EXERCISE DESCRIPTION - From the line that holds "Could you point to the rectangular" to the last line of the data, copy everything exactly; leave out all the rest.
╭─ PROVIDED DATA
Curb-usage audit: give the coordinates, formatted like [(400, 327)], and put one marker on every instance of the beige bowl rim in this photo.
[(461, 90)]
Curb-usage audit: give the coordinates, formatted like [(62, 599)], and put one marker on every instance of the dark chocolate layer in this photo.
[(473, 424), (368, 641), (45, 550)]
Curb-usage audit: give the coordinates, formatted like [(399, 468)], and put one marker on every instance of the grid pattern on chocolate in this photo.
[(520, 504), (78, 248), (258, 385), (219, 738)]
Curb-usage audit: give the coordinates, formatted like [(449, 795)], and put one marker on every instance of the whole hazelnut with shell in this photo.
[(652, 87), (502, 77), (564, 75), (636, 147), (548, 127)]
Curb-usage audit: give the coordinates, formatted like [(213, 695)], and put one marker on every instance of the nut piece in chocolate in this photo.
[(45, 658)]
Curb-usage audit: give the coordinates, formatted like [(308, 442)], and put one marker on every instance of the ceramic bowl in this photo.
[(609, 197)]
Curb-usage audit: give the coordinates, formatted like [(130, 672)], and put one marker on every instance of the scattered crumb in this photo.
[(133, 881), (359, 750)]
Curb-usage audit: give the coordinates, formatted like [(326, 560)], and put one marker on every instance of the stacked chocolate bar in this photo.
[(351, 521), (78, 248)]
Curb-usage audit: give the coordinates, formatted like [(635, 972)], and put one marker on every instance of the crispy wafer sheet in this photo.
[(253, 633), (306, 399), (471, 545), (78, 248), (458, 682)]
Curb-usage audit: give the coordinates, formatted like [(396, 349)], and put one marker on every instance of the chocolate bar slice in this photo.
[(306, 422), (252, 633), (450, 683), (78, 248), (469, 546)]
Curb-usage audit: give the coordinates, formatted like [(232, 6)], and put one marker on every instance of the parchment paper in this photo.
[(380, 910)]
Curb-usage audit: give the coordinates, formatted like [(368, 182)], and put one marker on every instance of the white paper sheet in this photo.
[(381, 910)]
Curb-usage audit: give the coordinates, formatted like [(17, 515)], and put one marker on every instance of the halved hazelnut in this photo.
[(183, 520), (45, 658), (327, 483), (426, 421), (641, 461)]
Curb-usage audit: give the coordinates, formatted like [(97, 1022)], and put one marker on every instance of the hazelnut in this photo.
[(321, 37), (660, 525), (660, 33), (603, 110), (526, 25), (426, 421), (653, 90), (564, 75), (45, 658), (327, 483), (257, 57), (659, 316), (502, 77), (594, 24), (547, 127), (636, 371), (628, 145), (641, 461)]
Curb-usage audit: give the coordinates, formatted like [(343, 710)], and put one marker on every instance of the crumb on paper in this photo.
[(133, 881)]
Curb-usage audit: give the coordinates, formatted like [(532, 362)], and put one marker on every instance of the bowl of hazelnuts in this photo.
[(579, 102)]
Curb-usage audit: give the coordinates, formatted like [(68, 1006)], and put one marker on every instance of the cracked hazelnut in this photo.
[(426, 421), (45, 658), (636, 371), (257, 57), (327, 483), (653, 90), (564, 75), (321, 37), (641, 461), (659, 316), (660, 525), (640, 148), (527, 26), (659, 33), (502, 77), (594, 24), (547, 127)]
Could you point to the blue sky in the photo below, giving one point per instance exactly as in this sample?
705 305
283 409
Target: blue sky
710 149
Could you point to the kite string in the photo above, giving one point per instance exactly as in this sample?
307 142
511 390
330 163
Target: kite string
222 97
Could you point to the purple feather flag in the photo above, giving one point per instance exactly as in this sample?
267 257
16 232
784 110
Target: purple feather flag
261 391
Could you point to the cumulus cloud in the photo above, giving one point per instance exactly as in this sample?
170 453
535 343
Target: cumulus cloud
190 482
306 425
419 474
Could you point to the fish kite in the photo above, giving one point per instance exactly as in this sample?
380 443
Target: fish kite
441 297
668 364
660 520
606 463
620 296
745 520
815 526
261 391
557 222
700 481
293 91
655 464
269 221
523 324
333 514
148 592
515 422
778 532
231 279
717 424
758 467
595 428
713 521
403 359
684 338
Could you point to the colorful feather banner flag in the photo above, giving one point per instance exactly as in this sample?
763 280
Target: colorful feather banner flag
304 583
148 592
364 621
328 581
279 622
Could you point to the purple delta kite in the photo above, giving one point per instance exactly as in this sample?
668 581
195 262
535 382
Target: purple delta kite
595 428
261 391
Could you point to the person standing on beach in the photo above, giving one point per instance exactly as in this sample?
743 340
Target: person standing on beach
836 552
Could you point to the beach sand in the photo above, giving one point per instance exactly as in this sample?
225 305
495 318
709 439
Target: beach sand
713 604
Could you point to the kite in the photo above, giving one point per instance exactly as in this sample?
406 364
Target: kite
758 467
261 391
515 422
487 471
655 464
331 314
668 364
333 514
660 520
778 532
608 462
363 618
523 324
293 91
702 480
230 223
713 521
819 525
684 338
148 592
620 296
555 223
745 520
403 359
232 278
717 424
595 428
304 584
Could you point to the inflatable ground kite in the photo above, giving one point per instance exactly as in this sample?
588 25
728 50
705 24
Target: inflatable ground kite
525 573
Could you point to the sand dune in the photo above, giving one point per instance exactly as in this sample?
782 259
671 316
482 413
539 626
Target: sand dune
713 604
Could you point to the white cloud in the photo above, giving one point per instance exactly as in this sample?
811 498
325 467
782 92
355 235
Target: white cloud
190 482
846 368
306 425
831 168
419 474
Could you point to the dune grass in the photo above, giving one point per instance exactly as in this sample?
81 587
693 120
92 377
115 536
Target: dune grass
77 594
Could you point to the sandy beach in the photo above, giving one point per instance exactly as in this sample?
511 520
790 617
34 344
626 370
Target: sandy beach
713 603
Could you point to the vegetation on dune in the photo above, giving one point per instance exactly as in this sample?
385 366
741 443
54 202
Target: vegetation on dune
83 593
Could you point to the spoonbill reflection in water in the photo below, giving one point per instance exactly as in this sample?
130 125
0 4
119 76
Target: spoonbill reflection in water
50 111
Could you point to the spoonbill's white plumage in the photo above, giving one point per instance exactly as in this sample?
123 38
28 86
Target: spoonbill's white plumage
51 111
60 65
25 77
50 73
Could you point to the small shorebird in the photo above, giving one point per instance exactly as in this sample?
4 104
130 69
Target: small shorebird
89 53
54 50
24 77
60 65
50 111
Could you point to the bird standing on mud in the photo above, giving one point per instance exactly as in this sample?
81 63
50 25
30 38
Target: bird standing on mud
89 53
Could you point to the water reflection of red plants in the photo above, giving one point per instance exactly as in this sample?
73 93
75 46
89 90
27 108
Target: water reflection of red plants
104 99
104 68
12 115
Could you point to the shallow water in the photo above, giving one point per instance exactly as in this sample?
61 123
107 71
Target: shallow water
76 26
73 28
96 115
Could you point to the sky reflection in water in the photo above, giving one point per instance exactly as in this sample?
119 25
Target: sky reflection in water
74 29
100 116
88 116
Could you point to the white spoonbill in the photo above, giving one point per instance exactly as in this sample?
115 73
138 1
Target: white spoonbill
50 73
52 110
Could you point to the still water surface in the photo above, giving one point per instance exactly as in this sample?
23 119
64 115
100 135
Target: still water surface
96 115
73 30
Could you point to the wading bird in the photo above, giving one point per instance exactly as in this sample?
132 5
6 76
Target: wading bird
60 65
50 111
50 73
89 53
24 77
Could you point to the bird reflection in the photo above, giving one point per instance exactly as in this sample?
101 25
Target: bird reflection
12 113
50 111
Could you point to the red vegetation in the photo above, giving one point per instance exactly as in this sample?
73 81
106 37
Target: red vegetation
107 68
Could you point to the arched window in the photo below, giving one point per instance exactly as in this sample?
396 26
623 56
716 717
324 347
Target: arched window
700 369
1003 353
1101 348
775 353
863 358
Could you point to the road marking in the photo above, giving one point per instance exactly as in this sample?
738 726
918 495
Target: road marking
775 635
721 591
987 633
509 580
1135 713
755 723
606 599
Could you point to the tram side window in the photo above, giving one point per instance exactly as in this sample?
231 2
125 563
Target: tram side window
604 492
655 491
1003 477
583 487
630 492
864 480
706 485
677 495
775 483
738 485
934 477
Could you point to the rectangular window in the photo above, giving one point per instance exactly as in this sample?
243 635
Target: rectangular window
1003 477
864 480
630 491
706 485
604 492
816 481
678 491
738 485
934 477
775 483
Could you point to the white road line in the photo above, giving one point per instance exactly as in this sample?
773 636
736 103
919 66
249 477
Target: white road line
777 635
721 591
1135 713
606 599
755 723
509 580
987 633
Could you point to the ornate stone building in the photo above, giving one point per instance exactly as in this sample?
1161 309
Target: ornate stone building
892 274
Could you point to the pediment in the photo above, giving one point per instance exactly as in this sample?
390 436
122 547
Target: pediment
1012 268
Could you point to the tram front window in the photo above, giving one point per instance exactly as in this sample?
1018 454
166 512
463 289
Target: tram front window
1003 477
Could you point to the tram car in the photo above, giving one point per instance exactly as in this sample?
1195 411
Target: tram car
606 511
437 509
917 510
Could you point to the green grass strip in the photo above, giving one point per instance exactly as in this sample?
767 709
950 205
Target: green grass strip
╰─
FULL ANSWER -
Could you point to the rectangular window in the photo above, giving one point per instance exactly as in this sample?
243 635
Target: rectangular window
1003 477
864 480
630 491
706 485
604 492
816 481
678 491
738 485
934 477
775 483
Could you point to the white road line in the photo above, giving one point per instance exactly as in this sample?
773 636
736 103
919 66
249 477
Target: white road line
777 635
721 591
1135 713
606 599
755 723
509 580
987 633
Could you point to the ornate stone building in the photo above, giving one point per instance exactly as in this sample?
1161 309
Target: ornate stone building
892 274
Could you point to the pediment in the photo above, giving one point per instance exactly as in this sample?
390 436
122 547
Target: pediment
1012 268
Could you point to the tram front window in the photo above, giving one point per instance exactly as in this sample?
1018 454
166 512
463 289
Target: tram front window
1003 477
Could you point to the tram car in the photo above, giving one point per instance exactly as in this sample?
1195 411
Target: tram car
606 511
437 509
917 510
Could you point to the green grass strip in the photo above, giving one point per instance exactly as in this sample?
767 709
950 205
Target: green grass strip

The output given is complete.